▸ **WORK TO COMPLETE**
Convert everything from the start of the records down to and including the line containing "positive clicks: (6, 176)" into a numbered list with one item per line, omitting blank lines and nothing else.

▸ **RECORDS SUPPLIED**
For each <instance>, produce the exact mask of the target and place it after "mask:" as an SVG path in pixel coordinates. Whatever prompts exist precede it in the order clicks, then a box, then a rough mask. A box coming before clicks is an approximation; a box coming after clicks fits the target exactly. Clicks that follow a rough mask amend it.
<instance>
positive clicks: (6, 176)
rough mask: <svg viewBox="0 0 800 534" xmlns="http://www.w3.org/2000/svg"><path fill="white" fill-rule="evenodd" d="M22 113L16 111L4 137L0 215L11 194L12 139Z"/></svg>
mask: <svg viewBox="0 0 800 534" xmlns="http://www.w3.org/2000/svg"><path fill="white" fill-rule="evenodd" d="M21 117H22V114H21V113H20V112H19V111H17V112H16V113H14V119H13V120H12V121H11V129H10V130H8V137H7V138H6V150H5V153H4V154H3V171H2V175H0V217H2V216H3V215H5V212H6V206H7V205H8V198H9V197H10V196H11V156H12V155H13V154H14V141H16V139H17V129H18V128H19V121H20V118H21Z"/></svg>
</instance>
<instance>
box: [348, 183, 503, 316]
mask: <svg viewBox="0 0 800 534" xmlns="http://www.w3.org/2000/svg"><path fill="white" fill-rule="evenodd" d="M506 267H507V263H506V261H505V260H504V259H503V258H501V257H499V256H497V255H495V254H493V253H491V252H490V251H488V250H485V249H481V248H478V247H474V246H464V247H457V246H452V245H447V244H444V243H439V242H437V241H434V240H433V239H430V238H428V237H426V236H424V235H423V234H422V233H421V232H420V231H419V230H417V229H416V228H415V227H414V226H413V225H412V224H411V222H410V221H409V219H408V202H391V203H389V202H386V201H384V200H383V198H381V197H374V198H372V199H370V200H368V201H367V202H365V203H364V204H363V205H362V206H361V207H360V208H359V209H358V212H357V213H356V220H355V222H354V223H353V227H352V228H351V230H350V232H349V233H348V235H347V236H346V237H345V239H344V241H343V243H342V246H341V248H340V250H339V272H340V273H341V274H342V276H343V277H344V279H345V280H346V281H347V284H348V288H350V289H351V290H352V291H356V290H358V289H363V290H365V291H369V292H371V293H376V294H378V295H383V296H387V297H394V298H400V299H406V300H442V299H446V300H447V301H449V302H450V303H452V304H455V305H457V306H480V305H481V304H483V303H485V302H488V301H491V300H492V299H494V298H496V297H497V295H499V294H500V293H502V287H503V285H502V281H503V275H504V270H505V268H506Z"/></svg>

▸ **OUTPUT OF THE EXERCISE**
1. For each <instance>, produce the exact mask of the target and place it after "mask:" as an SVG path in pixel coordinates. Whatever prompts exist precede it in the order clicks, then a box, then a rough mask. A box coming before clicks is an approximation; a box coming after clicks fits the target exactly. Clicks that follow a rough mask amend it.
2. <instance>
3. positive clicks: (6, 176)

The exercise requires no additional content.